> [What you will do]:
The entries below are to be duplicated exactly, with nothing left out.

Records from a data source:
........

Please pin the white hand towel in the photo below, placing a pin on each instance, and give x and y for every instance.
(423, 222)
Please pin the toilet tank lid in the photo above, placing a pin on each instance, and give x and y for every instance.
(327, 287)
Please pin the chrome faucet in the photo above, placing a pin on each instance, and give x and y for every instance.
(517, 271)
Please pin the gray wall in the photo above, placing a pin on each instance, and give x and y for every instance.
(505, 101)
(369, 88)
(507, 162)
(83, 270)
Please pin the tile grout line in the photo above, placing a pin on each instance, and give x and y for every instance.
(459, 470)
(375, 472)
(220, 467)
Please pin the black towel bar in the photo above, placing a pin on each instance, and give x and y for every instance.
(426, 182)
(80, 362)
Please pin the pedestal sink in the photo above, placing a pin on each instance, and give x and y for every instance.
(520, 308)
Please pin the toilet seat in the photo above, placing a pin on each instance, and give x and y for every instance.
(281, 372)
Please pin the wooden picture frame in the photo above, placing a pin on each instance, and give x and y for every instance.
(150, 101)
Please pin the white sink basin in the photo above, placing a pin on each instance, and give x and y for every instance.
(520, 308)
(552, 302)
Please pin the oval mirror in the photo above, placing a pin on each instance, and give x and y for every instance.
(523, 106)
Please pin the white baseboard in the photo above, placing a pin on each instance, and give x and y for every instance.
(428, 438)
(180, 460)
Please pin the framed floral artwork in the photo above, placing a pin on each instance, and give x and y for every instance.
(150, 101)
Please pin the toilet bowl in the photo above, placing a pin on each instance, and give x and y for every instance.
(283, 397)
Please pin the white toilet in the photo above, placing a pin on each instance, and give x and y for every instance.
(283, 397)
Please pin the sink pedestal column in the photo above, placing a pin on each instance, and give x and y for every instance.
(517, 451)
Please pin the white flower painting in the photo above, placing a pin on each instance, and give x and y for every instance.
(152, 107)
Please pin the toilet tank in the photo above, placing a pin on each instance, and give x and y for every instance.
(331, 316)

........

> [Answer box]:
Please pin the white hand towel in the photo below, placing a pin on each instance, and give x and y for every instance.
(423, 222)
Please pin the toilet tank lid in the photo above, placing a pin on each instance, and give x and y for every instance.
(327, 287)
Please pin the chrome faucet in the photo above, placing a pin on each instance, and give x and y for every instance.
(517, 271)
Please pin the gray wall in the photo above, placing a pin on each instance, and give x and y for every instance.
(505, 101)
(369, 88)
(507, 162)
(83, 270)
Please pin the tile grout line in the photo above, placing a pin on each instance, and give x and y for every instance.
(459, 470)
(375, 472)
(220, 467)
Please pin the black towel bar in the photo above, placing a pin on each instance, and give x and y for every instance.
(426, 182)
(80, 362)
Please pin the pedestal sink in the photo above, placing a pin on each instance, and give x and y for every instance.
(520, 308)
Please pin the toilet seat in the photo above, placing a pin on each instance, and give x and y for every instance.
(281, 372)
Please pin the wooden picture frame in the photo above, placing a pin on each instance, and give x and y for every instance.
(150, 101)
Please pin the white sink basin in the photo above, placing a pin on each instance, and give x and y for every instance.
(520, 308)
(552, 302)
Please pin the oval mirror in the photo above, placing a pin on each instance, and give x and y for every instance.
(523, 106)
Please pin the white baseboard in the photo above, placing a pin on each instance, and give x and y for every instance.
(428, 438)
(180, 460)
Please pin the framed floral artwork in the photo above, placing a pin on each instance, and give x and y for every instance.
(150, 101)
Please pin the toilet bowl in the photo above, placing a pin on each instance, and give x and y for every instance.
(283, 397)
Please pin the white toilet in the photo above, placing a pin on each instance, and give x and y for every instance.
(283, 397)
Please pin the sink pedestal column in the photo above, placing a pin on each instance, and give x and y for every instance.
(517, 451)
Please pin the white flower painting in the photo above, placing a pin on each instance, and give x and y for every instance.
(152, 107)
Please pin the toilet tank in the photo above, placing a pin on each instance, and give x and y for every instance.
(331, 316)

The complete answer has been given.